(Stored entries)
::::::::
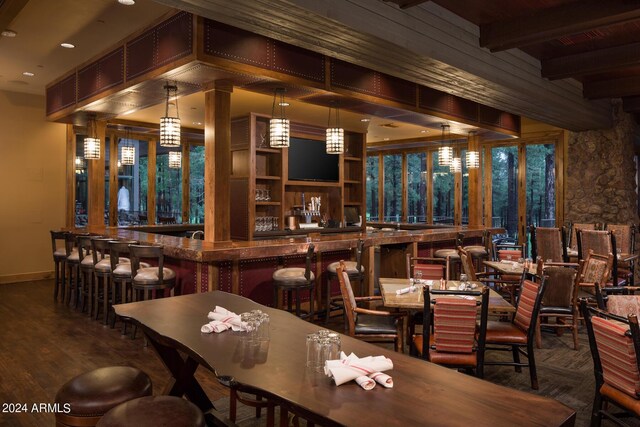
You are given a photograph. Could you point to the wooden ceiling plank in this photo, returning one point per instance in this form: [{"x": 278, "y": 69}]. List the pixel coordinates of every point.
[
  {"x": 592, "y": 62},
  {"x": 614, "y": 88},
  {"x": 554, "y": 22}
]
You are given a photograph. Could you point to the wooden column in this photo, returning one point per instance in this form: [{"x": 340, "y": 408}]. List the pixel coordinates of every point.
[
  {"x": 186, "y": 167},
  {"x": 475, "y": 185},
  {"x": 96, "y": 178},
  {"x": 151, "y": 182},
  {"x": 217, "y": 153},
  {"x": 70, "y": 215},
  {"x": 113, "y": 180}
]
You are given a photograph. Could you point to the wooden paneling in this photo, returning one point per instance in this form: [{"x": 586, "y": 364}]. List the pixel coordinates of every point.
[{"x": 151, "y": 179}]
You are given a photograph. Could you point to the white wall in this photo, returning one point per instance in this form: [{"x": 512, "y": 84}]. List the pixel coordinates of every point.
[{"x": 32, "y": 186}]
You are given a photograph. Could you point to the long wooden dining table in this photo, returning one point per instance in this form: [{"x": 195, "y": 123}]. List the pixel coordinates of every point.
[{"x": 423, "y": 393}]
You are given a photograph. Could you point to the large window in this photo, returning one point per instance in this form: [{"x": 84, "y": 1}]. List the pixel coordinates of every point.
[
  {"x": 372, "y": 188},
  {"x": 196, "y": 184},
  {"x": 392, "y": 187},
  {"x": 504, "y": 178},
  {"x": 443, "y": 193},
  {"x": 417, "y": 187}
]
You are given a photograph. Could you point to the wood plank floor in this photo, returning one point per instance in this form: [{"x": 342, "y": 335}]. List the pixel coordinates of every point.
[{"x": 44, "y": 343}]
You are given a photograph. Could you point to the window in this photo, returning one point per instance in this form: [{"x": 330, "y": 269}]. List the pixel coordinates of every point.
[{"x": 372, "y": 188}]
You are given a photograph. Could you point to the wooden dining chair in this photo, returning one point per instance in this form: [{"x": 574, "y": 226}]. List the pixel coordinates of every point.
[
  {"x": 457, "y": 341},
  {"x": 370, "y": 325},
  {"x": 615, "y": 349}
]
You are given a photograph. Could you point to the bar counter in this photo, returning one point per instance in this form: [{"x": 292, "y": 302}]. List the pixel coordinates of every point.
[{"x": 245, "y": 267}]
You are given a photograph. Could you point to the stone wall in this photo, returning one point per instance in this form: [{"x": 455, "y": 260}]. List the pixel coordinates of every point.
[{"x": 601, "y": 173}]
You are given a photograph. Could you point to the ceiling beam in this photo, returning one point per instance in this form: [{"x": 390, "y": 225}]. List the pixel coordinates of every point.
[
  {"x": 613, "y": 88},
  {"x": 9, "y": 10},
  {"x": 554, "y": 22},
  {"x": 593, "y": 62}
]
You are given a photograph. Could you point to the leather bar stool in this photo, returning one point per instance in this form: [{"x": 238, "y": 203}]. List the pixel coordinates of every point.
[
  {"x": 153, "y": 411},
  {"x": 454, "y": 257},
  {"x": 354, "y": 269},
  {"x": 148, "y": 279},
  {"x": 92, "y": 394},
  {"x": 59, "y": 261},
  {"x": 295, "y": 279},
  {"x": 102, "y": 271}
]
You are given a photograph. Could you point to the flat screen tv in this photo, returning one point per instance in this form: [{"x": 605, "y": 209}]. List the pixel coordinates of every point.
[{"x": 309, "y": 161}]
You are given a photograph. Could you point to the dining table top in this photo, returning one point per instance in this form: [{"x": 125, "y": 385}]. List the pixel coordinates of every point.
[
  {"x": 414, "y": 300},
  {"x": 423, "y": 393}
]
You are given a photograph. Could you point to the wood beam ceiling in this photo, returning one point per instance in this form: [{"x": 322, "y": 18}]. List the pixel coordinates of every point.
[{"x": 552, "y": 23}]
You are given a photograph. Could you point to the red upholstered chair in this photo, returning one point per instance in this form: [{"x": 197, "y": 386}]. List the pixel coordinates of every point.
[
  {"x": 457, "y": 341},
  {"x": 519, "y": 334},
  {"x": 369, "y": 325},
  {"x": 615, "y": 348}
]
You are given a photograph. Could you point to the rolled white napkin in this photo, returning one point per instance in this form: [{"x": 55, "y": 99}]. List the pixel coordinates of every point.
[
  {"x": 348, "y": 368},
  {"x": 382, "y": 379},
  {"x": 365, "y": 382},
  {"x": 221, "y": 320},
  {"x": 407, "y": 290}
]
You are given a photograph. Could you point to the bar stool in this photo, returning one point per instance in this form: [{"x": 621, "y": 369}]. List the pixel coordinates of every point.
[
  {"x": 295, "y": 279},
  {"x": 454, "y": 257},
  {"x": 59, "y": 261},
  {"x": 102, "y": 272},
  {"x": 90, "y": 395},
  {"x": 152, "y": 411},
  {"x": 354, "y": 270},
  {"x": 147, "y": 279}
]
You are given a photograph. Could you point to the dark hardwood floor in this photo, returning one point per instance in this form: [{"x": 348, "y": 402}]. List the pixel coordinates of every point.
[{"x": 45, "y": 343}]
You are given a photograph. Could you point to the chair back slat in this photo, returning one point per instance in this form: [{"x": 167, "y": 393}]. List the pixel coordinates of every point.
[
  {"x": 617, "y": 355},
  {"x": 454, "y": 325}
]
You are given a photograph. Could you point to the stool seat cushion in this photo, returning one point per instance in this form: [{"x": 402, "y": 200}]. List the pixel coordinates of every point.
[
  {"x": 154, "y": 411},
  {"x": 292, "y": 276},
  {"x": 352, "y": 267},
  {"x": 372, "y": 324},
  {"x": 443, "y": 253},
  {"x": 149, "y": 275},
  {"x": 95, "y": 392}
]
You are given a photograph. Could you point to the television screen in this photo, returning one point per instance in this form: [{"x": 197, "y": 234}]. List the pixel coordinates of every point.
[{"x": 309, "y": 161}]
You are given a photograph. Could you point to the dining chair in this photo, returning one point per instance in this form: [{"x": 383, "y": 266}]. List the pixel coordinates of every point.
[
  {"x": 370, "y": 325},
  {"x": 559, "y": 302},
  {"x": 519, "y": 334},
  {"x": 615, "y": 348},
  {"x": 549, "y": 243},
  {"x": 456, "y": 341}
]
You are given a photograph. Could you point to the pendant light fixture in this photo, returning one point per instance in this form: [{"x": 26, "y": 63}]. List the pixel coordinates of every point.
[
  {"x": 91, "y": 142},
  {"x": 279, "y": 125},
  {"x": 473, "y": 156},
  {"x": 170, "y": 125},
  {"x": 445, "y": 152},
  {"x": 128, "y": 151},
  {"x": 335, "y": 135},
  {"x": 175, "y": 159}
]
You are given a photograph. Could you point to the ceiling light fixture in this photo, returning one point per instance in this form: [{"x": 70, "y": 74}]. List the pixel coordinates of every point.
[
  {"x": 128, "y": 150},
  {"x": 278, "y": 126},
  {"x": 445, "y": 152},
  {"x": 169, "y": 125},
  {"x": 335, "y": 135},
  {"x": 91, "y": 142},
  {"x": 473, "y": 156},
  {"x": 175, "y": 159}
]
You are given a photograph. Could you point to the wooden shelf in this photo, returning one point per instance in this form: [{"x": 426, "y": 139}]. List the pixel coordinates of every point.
::::::::
● **Your instructions**: Could you output all of the entries above exactly? Leave the pictures out.

● **Response to this task**:
You are given a photograph. Could you point to the wooden ceiling plank in this photo, returning one point per instance in this form: [{"x": 278, "y": 69}]. List the pixel coordinates of every point.
[
  {"x": 592, "y": 62},
  {"x": 614, "y": 88},
  {"x": 554, "y": 22}
]
You are given a photograph. Could you point to the wooden column in this photo, returning one point per instance in this form: [{"x": 340, "y": 408}]. List the pixel coordinates of every point.
[
  {"x": 186, "y": 167},
  {"x": 475, "y": 185},
  {"x": 96, "y": 178},
  {"x": 151, "y": 182},
  {"x": 217, "y": 153},
  {"x": 70, "y": 215},
  {"x": 113, "y": 180}
]
You are given a photograph. Could you point to the wooden paneling in this photo, returning one point per instance in this form: [{"x": 586, "y": 364}]. List the pixel coordinates of every point.
[{"x": 151, "y": 179}]
You are given a photograph. Could you point to the white wall in this photo, returning one point per instance in this form: [{"x": 512, "y": 84}]. List the pixel coordinates of every point.
[{"x": 32, "y": 186}]
You are given a photograph. Could you point to the long wooden dining table in this photo, returning one point per instance in this form: [{"x": 195, "y": 123}]. List the pixel coordinates of every point.
[{"x": 423, "y": 393}]
You are given a photograph. Could you point to the large window in this photo, returning one point per instance in this form: [{"x": 84, "y": 1}]. List the pixel coordinates of every point.
[
  {"x": 372, "y": 188},
  {"x": 196, "y": 184},
  {"x": 392, "y": 187},
  {"x": 504, "y": 178},
  {"x": 443, "y": 193},
  {"x": 417, "y": 187}
]
You are given a photograph. Could you point to the wood plank floor in this photo, returning one point per instance in this form: [{"x": 342, "y": 335}]. List the pixel coordinates of every point.
[{"x": 44, "y": 343}]
You are given a photograph. Could you point to the window in this photo, returning one point per instance in this form: [{"x": 330, "y": 269}]. List the pixel coordinates of every point.
[{"x": 372, "y": 188}]
You are given a photograph. Could you point to the wooden dining chair in this photo, returning one point per instance in this form: [{"x": 574, "y": 226}]. List the pixel coordinates of every point.
[
  {"x": 457, "y": 341},
  {"x": 370, "y": 325},
  {"x": 615, "y": 349}
]
You are given a photograph. Could you point to the bar counter in this photo, returning one point per instance in this form: [{"x": 292, "y": 302}]. List the pixel coordinates of every point.
[{"x": 245, "y": 267}]
You are given a photograph. Could you point to the stone wall in this photo, returning one point per instance in this form: [{"x": 455, "y": 260}]. List the pixel coordinates of every point.
[{"x": 601, "y": 173}]
You are given a photograph. Could you point to the ceiling beam in this photo, returning one point per instance in this form: [{"x": 390, "y": 225}]. List the pixel coordinates of every point.
[
  {"x": 613, "y": 88},
  {"x": 9, "y": 10},
  {"x": 554, "y": 22},
  {"x": 593, "y": 62}
]
You are given a photograph. Could you point to the leather bar stool in this photo, returning one point per instance in this form: [{"x": 238, "y": 203}]. List the pixel coordinates of every point.
[
  {"x": 153, "y": 411},
  {"x": 454, "y": 257},
  {"x": 354, "y": 269},
  {"x": 148, "y": 279},
  {"x": 92, "y": 394},
  {"x": 59, "y": 261},
  {"x": 295, "y": 279},
  {"x": 102, "y": 271}
]
You are given a photograph. Could you point to the flat screen tv in this photo, returning one point per instance in this form: [{"x": 605, "y": 209}]. List the pixel coordinates of every point.
[{"x": 309, "y": 161}]
You are given a photograph. Could you point to the dining table top in this photo, returning one point per instance in this form: [{"x": 125, "y": 385}]. List the pixel coordinates of every point.
[
  {"x": 414, "y": 300},
  {"x": 423, "y": 393}
]
You are given a photograph. Could you point to the wood beam ceiling in this photo, returning one point per instance in this form: [{"x": 322, "y": 18}]. List the pixel coordinates of every point.
[{"x": 552, "y": 23}]
You are given a photograph. Could you point to the red upholstered chair in this photo, returning one point per instance in this form: [{"x": 197, "y": 386}]. List the pixel coordinates of every point.
[
  {"x": 457, "y": 341},
  {"x": 519, "y": 334},
  {"x": 369, "y": 325},
  {"x": 615, "y": 348}
]
You are given a photograph. Could you point to the rolled white napkin in this photo, returning one point per instance in this form: [{"x": 55, "y": 99}]. List the pixel coordinates of every point.
[
  {"x": 348, "y": 368},
  {"x": 382, "y": 379},
  {"x": 365, "y": 382},
  {"x": 221, "y": 320},
  {"x": 407, "y": 290}
]
You are given a photograph. Could you point to the bar stool in this photo, returning one point per instance in this form: [{"x": 621, "y": 369}]. List the pixel coordinates of every point.
[
  {"x": 295, "y": 279},
  {"x": 454, "y": 257},
  {"x": 59, "y": 261},
  {"x": 102, "y": 272},
  {"x": 90, "y": 395},
  {"x": 152, "y": 411},
  {"x": 354, "y": 270},
  {"x": 147, "y": 279}
]
You are given a photograph. Could you point to the dark hardwood floor in this photo, returning one point per instance in this form: [{"x": 348, "y": 402}]. List the pixel coordinates of every point.
[{"x": 45, "y": 343}]
You are given a photograph. Could you point to the chair back slat in this photo, returning one point per instance in this form: [{"x": 167, "y": 393}]. List the pixel coordinates of every point.
[
  {"x": 617, "y": 355},
  {"x": 454, "y": 325}
]
You are given a photograph. Could you point to the stool seat cushion in this photo, returning one point per instance in this form: [{"x": 402, "y": 200}]. List the pixel coordinates of every point.
[
  {"x": 154, "y": 411},
  {"x": 292, "y": 276},
  {"x": 352, "y": 267},
  {"x": 372, "y": 324},
  {"x": 443, "y": 253},
  {"x": 149, "y": 275},
  {"x": 95, "y": 392}
]
You are given a photograph. Could you point to the television screen in this photo, returning one point per instance in this form: [{"x": 197, "y": 234}]. List the pixel coordinates of every point.
[{"x": 309, "y": 161}]
You are given a photograph. Could you point to the dining chair in this photo, returning one point per instance in this form: [{"x": 383, "y": 266}]. List the pixel coordinates of every point.
[
  {"x": 370, "y": 325},
  {"x": 559, "y": 302},
  {"x": 519, "y": 334},
  {"x": 615, "y": 348},
  {"x": 549, "y": 243},
  {"x": 456, "y": 341}
]
You are given a photograph. Could you point to the pendant light fixture in this photo, returning one point per instance in this form: [{"x": 26, "y": 63}]. List the pixel coordinates of every point.
[
  {"x": 91, "y": 142},
  {"x": 279, "y": 125},
  {"x": 473, "y": 156},
  {"x": 170, "y": 125},
  {"x": 445, "y": 152},
  {"x": 128, "y": 151},
  {"x": 335, "y": 135},
  {"x": 175, "y": 159}
]
You are given a photograph. Could you point to the ceiling light fixture in this photo, returning one point per instance in this form: [{"x": 70, "y": 74}]. List the pixel coordinates of every point.
[
  {"x": 128, "y": 150},
  {"x": 278, "y": 126},
  {"x": 445, "y": 152},
  {"x": 169, "y": 125},
  {"x": 335, "y": 135},
  {"x": 91, "y": 142},
  {"x": 473, "y": 156},
  {"x": 175, "y": 159}
]
You are given a photograph. Could you point to the wooden shelf in this photo, returning one point per instance in this form: [{"x": 426, "y": 139}]. List the pixel coordinates of every point.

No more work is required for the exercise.